_KUTIPAN TEKS_
________________________
Minggu, 10 April 2011

Tawur Kesanga Rangkaian Upacara Pembersihan Jagat Sambut Tahun Baru

 
Umat Hindu sebentar lagi akan memasuki tahun baru Caka 1933 yang jatuh pada tanggal 05 Maret 2011, Saniscara Paing Wuku Menail. Kemeriahan menyambut Nyepi, seperti pembuatan ogoh-ogoh dimasing-masing banjar sudah terlihat dari beberapa waktu lalu. Ibu-ibu dan para wanita sudah sibuk mempersiapkan aneka jajan banten, jejahitan hingga pakaian yang akan digunakan untuk bersembahyang menyambut Nyepi. Pedagang bunga, buah, janur, perlengkapan banten hingga kue turut merasakan semarak pergantian tahun.
Secara harfiah, Nyepi bersangkutan dengan siklus hidup dari waktu ke waktu. Dalam satu siklus selalu bertemu pada titik 0 (nol) dan pada saat itulah disebut Nyepi atau sepi. Karena, menurut Drs. I Wayan Suka Yasa, M. Si, dosen senior Fakultas Ilmu Agama UNHI, pada titik nol merupakan titik balik, titk perhentian dari perjalanan kemarin mempersiapkan perjalanan berikutnya. Dan setelah melewati titik nol, esoknya kita akan memulai lagi dari angka baru yaitu satu dan sering kita menyebutnya dengan tahun baru Caka. “Apakah kita bisa memaknai moment pergantian itu dengan benar-benar tauakah hanya sekedar numpang lewat? Semua tergantung pada individu masing-masing,”lanjut ayah tiga orang putra ini menegaskan.
Dalam kurun perjalanan waktu, orbit makro dan mikro (bumi dan makhluk hidup yang ada didalam bumi) terjadi dinamika hidup ada sisi positif dan ada sisi negatifnya. Untuk itu, serangkaian upacara dilaksanakan oleh umat Hindu sebelum memfokuskan diri pada titik nol atau Nyepi. Seperti upacara Melasti yang dilaksanakan sebelum upacara puncak Nyepi yaitu Pengrupukan atau satu hari sebelum Nyepi. Melasti ditujukan untuk membersihkan pratima atau benda yang disakralkan, mengawali perayaan Hari Suci Nyepi. Sifat negative dilambangkan dengan wujud-wujud demonis, sifat negative itu yang berada didalam diri manusia seperti ambisi, keinginan berlebih, iri hati, mabuk, rakus, bingung hingga gelap mata. “Hal ini disebut dengan Sad Ripu atau enam musuh yang ada dalam tubuh manusia, dan itu harus dikendalikan,”terang pengasuh mata kuliah Kesusasteraan Hindu di UNHI.
________________________
_Data anotasi lokasi objek_
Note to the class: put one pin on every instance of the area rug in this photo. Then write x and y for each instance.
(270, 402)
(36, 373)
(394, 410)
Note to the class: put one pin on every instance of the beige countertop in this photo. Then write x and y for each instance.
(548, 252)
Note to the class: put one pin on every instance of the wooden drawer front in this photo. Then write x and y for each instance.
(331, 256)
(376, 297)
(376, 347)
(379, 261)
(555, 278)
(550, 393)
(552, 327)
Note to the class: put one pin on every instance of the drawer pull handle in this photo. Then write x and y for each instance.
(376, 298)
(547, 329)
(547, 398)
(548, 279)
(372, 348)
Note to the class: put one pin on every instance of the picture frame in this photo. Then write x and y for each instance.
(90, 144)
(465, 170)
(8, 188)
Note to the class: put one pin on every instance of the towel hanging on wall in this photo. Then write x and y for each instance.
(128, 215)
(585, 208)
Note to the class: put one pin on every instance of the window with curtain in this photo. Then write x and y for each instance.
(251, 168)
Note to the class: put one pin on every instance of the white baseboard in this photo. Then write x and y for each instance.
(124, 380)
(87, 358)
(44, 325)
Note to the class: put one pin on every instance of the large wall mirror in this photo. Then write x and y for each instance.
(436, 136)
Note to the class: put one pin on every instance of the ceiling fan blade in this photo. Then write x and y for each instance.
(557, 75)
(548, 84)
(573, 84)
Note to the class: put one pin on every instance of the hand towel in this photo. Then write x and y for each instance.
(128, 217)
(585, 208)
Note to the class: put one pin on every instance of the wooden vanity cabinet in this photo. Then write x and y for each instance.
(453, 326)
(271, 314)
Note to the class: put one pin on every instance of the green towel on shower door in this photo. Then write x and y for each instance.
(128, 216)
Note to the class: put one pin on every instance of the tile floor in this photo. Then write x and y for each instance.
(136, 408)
________________________
_TUGAS YANG DIKERJAKAN_
Ketik ulang bagian teks tentang Nyepi di atas dari "Minggu, 10 April" sampai "semarak pergantian tahun.", tanpa mengubah satu kata pun.

_JAWABAN_
Minggu, 10 April 2011

Tawur Kesanga Rangkaian Upacara Pembersihan Jagat Sambut Tahun Baru

 
Umat Hindu sebentar lagi akan memasuki tahun baru Caka 1933 yang jatuh pada tanggal 05 Maret 2011, Saniscara Paing Wuku Menail. Kemeriahan menyambut Nyepi, seperti pembuatan ogoh-ogoh dimasing-masing banjar sudah terlihat dari beberapa waktu lalu. Ibu-ibu dan para wanita sudah sibuk mempersiapkan aneka jajan banten, jejahitan hingga pakaian yang akan digunakan untuk bersembahyang menyambut Nyepi. Pedagang bunga, buah, janur, perlengkapan banten hingga kue turut merasakan semarak pergantian tahun.